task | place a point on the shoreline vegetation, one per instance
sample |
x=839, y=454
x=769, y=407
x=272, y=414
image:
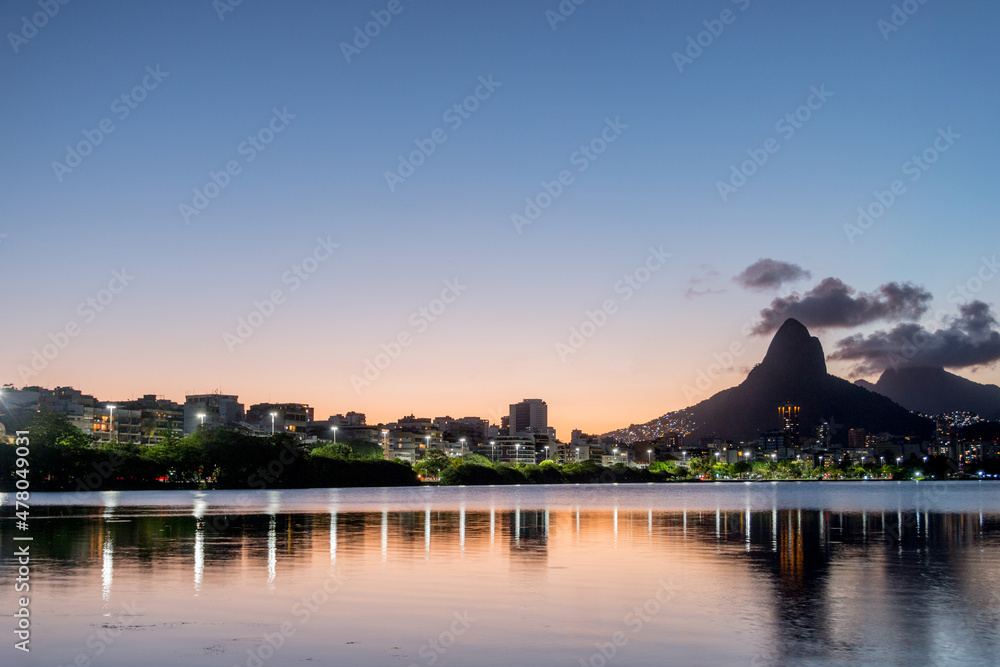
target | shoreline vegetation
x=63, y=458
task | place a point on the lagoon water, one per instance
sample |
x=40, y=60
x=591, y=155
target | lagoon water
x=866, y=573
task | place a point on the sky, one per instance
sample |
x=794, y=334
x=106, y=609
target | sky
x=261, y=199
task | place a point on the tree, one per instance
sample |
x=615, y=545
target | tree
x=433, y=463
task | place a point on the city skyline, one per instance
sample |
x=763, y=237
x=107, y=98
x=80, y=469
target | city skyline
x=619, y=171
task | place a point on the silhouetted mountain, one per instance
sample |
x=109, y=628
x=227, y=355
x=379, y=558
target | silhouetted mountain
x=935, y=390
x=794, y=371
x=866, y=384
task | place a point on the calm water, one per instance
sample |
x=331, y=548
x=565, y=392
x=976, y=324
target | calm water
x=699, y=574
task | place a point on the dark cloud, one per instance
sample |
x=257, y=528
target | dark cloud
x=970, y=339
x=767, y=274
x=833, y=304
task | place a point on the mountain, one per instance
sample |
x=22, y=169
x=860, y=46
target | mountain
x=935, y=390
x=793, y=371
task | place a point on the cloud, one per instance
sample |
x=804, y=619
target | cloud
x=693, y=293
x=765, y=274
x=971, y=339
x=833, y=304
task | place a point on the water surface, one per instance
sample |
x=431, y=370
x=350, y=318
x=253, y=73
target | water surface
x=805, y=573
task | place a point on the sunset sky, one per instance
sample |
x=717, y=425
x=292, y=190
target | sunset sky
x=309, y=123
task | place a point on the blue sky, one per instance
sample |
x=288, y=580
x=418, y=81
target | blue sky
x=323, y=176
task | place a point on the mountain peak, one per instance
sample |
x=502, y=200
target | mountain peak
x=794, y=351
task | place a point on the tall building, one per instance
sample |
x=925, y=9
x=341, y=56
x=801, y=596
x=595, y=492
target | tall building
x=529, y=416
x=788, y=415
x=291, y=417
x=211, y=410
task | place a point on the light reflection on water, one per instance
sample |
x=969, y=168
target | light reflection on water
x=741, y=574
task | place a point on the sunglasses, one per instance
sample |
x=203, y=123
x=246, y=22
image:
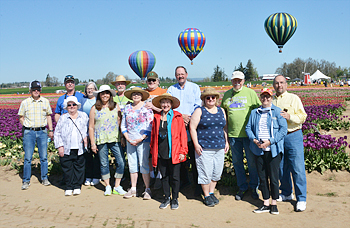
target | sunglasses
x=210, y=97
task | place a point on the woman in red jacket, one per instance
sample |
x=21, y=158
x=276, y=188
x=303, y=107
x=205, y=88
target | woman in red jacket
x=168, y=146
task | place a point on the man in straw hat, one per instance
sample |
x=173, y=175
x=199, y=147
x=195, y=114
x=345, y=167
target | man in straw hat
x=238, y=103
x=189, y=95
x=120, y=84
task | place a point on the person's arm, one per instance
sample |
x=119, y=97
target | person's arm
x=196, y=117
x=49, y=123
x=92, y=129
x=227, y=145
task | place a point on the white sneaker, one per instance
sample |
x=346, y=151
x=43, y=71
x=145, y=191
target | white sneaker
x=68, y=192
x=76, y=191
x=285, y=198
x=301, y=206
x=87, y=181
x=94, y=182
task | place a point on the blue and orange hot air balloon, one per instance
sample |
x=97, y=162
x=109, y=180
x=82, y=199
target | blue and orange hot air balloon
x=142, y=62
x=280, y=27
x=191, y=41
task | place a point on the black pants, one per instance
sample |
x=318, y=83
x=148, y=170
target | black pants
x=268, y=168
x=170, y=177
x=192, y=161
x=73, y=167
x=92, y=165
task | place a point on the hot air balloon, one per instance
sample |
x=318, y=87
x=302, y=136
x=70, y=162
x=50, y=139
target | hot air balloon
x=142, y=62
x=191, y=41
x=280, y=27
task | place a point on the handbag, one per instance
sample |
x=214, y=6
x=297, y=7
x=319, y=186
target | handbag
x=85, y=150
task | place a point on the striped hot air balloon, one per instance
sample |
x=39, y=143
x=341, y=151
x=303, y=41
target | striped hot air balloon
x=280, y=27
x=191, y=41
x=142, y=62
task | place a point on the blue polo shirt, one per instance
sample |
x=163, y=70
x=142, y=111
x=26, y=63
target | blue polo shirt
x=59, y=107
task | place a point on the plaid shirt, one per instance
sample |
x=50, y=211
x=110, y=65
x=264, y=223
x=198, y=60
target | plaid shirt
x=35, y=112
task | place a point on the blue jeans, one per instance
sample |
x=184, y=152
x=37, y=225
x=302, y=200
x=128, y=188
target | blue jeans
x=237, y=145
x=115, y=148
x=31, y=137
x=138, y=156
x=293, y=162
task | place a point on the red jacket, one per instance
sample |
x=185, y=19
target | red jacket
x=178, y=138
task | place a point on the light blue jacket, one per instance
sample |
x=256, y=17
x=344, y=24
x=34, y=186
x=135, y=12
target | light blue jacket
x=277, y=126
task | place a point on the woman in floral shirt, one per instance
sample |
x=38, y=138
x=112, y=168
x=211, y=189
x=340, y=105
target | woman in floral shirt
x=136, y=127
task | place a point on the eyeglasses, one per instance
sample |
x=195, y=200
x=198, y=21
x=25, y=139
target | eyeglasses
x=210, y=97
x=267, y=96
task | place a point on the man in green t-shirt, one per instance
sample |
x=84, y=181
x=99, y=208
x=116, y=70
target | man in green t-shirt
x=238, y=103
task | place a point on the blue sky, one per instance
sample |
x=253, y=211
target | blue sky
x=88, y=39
____________
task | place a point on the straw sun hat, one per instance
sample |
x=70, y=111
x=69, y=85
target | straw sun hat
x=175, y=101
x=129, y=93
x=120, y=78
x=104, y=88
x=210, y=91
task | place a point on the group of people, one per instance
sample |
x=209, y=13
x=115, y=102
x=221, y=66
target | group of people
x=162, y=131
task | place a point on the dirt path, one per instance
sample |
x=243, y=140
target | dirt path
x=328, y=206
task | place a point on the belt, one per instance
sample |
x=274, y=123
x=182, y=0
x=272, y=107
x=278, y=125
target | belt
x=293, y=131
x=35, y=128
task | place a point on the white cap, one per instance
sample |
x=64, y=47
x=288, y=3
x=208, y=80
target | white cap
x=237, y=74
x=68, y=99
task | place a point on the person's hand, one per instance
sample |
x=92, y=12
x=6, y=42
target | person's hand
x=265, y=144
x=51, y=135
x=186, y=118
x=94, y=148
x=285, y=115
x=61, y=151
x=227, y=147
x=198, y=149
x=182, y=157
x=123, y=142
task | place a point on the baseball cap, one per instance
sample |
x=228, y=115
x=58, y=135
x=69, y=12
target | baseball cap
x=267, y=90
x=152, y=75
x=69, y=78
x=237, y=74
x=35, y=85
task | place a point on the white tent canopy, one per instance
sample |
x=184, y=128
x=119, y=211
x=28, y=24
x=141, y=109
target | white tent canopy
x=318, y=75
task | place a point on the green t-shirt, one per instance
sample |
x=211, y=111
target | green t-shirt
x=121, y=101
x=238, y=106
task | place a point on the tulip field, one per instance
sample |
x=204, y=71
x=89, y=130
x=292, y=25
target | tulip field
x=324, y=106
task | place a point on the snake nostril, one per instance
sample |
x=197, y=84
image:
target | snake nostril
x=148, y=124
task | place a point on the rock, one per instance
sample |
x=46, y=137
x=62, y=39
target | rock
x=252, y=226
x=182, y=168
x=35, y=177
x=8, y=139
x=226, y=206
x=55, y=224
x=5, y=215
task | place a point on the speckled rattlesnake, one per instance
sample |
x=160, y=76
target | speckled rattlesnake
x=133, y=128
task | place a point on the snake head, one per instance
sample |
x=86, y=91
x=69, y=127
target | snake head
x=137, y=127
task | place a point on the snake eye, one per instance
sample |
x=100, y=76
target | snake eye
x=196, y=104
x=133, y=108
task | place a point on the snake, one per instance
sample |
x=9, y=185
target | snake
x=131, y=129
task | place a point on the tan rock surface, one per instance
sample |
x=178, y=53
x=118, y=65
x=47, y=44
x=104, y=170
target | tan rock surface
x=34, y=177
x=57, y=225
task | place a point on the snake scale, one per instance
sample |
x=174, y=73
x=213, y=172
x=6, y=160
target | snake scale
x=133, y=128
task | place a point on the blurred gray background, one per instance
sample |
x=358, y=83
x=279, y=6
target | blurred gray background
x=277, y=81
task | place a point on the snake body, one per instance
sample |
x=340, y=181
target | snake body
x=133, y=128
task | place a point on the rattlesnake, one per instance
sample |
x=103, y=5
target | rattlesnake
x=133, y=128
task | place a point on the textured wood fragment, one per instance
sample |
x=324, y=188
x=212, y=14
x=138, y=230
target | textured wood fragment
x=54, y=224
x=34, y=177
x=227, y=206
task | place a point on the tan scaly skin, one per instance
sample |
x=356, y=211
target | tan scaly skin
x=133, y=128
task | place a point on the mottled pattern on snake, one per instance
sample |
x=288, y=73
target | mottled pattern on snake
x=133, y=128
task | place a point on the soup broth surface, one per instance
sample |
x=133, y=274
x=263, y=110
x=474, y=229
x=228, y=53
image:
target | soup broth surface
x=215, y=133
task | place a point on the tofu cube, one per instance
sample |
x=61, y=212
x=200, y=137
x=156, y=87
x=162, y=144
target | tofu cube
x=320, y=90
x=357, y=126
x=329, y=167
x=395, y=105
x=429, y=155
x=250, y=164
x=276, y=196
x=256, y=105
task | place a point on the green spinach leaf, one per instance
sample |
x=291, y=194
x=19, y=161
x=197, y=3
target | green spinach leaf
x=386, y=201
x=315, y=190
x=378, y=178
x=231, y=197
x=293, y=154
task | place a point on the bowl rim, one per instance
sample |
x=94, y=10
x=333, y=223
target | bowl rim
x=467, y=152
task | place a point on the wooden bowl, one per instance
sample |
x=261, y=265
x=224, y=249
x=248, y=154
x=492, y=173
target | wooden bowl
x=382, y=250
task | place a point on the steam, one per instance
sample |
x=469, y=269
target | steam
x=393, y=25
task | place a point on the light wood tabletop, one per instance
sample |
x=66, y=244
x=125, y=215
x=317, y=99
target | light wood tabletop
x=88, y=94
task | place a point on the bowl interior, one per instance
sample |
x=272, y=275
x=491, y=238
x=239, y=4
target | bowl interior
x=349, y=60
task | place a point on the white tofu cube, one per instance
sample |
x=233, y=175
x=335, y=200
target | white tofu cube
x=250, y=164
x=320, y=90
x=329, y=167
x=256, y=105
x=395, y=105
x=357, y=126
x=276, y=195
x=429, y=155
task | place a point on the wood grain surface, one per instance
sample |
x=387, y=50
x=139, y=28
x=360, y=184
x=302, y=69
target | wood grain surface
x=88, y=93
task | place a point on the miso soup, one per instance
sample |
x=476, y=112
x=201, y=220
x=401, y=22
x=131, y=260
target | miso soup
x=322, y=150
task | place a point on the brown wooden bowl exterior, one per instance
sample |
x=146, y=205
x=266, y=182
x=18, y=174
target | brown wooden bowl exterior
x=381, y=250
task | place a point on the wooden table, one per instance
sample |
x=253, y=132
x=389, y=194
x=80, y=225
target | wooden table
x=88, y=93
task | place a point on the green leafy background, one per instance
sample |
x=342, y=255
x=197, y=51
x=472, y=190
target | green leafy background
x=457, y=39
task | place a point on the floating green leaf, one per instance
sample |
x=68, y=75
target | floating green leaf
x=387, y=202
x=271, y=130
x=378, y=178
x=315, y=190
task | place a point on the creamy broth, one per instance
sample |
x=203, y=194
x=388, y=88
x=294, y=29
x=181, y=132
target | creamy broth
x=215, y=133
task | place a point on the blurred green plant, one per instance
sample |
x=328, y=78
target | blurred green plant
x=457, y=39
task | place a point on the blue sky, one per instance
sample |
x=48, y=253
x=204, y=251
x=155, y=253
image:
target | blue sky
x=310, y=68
____________
Only one stretch of the listing is wanted: the lines starting at the one with "x=106, y=609" and ending at the one with "x=205, y=88", copied exactly and free of pictures.

x=106, y=609
target | sky
x=261, y=199
task | place a point on the tree, one per instance
sample |
x=615, y=545
target | tree
x=433, y=463
task | place a point on the city skyline, one per instance
sample |
x=763, y=237
x=107, y=98
x=80, y=469
target | city skyline
x=619, y=171
task | place a point on the silhouetted mountain, one per instance
sample |
x=109, y=628
x=227, y=355
x=379, y=558
target | silhouetted mountain
x=935, y=390
x=794, y=371
x=866, y=384
task | place a point on the calm water, one per instance
sample |
x=331, y=548
x=565, y=392
x=976, y=324
target | calm water
x=699, y=574
task | place a point on the dark cloud, one per instance
sample |
x=257, y=528
target | dark cloud
x=970, y=339
x=767, y=274
x=833, y=304
task | place a point on the mountain, one per instance
sample |
x=22, y=169
x=860, y=46
target | mountain
x=935, y=390
x=793, y=371
task | place a point on the cloud, one per instance
sample |
x=804, y=619
target | cloud
x=693, y=293
x=765, y=274
x=971, y=339
x=833, y=304
task | place a point on the water surface, one per instance
sample |
x=431, y=370
x=350, y=318
x=253, y=73
target | water surface
x=805, y=573
task | place a point on the sunset sky, one per instance
sample |
x=717, y=425
x=292, y=190
target | sunset sky
x=309, y=123
task | place a point on the blue sky, one per instance
sample |
x=288, y=580
x=418, y=81
target | blue sky
x=323, y=176
task | place a point on the mountain peak, one per instance
sample |
x=502, y=200
target | mountain peak
x=794, y=351
task | place a point on the tall building, one per instance
sample |
x=925, y=9
x=341, y=56
x=801, y=596
x=595, y=492
target | tall building
x=529, y=416
x=788, y=415
x=291, y=417
x=211, y=410
task | place a point on the light reflection on water, one per instance
sample |
x=969, y=168
target | light reflection on water
x=741, y=574
task | place a point on the sunglasses, one per instance
sample |
x=203, y=123
x=246, y=22
image:
target | sunglasses
x=210, y=97
task | place a point on the woman in red jacket, one per instance
sample |
x=21, y=158
x=276, y=188
x=303, y=107
x=205, y=88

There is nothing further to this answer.